* _Problem statement_
Could you list every line of the material below as a numbered list, leaving out the blank lines?

>> BEGIN Information given

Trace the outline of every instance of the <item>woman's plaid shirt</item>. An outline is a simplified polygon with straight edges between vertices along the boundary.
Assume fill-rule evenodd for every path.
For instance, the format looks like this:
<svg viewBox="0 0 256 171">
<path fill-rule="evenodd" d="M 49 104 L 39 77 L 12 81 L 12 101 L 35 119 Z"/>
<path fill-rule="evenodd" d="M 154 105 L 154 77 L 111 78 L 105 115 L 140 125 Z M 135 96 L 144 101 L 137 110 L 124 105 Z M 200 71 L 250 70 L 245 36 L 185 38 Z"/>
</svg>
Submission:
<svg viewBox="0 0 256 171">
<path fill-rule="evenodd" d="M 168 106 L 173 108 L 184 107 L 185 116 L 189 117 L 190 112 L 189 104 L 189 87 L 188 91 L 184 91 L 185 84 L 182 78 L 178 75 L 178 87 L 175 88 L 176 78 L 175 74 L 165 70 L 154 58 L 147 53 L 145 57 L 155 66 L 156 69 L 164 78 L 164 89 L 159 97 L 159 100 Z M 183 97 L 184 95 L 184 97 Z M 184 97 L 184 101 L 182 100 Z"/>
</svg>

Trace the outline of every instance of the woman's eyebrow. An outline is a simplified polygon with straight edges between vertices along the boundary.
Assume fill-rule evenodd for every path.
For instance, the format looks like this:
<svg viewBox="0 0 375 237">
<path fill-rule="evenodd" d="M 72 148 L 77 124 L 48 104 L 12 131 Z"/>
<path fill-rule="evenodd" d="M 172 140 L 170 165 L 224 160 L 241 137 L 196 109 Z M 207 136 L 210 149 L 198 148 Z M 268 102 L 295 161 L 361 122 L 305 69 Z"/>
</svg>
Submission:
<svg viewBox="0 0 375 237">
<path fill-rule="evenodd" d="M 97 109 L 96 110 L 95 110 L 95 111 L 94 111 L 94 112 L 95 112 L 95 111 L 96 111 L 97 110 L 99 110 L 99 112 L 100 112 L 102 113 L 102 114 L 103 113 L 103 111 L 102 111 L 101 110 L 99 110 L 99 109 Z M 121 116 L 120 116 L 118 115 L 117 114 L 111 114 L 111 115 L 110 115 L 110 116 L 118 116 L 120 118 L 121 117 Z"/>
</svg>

>> END Information given

* _Written answer_
1. Trace the outline of every instance of the <item>woman's plaid shirt</item>. An outline is a simplified polygon with straight edges between vertices along the boundary.
2. Assume fill-rule evenodd for every path.
3. For instance, the format looks like this:
4. <svg viewBox="0 0 256 171">
5. <path fill-rule="evenodd" d="M 49 104 L 39 77 L 12 81 L 12 101 L 35 119 Z"/>
6. <path fill-rule="evenodd" d="M 154 105 L 154 77 L 111 78 L 105 115 L 140 125 Z M 135 96 L 144 101 L 137 110 L 124 105 Z M 200 71 L 250 70 L 245 36 L 185 38 Z"/>
7. </svg>
8. Submission:
9. <svg viewBox="0 0 256 171">
10. <path fill-rule="evenodd" d="M 168 106 L 173 108 L 184 107 L 185 116 L 189 117 L 190 112 L 189 104 L 189 87 L 188 91 L 184 91 L 185 84 L 182 78 L 178 75 L 178 87 L 175 88 L 176 78 L 175 74 L 165 70 L 154 58 L 147 53 L 145 57 L 155 66 L 156 69 L 164 78 L 164 89 L 159 97 L 159 100 Z M 183 97 L 184 95 L 184 97 Z M 184 97 L 184 101 L 182 100 Z"/>
11. </svg>
12. Trace the outline of every instance of the woman's eyebrow. An outline is a simplified polygon with straight edges between vertices along the boundary.
13. Assume fill-rule evenodd for every path.
14. For instance, the format looks like this:
15. <svg viewBox="0 0 375 237">
16. <path fill-rule="evenodd" d="M 72 148 L 77 124 L 48 104 L 12 131 Z"/>
17. <path fill-rule="evenodd" d="M 172 140 L 170 165 L 224 160 L 241 137 L 196 109 Z M 207 136 L 210 149 L 198 148 Z M 268 102 L 295 161 L 361 122 L 305 69 Z"/>
18. </svg>
19. Submission:
20. <svg viewBox="0 0 375 237">
21. <path fill-rule="evenodd" d="M 97 109 L 96 110 L 95 110 L 95 111 L 94 111 L 94 112 L 95 112 L 95 111 L 96 111 L 97 110 L 99 110 L 99 112 L 100 112 L 102 113 L 102 114 L 103 113 L 103 111 L 102 111 L 101 110 L 99 110 L 99 109 Z M 121 116 L 120 116 L 118 115 L 117 114 L 111 114 L 111 115 L 110 115 L 110 116 L 118 116 L 120 118 L 121 117 Z"/>
22. </svg>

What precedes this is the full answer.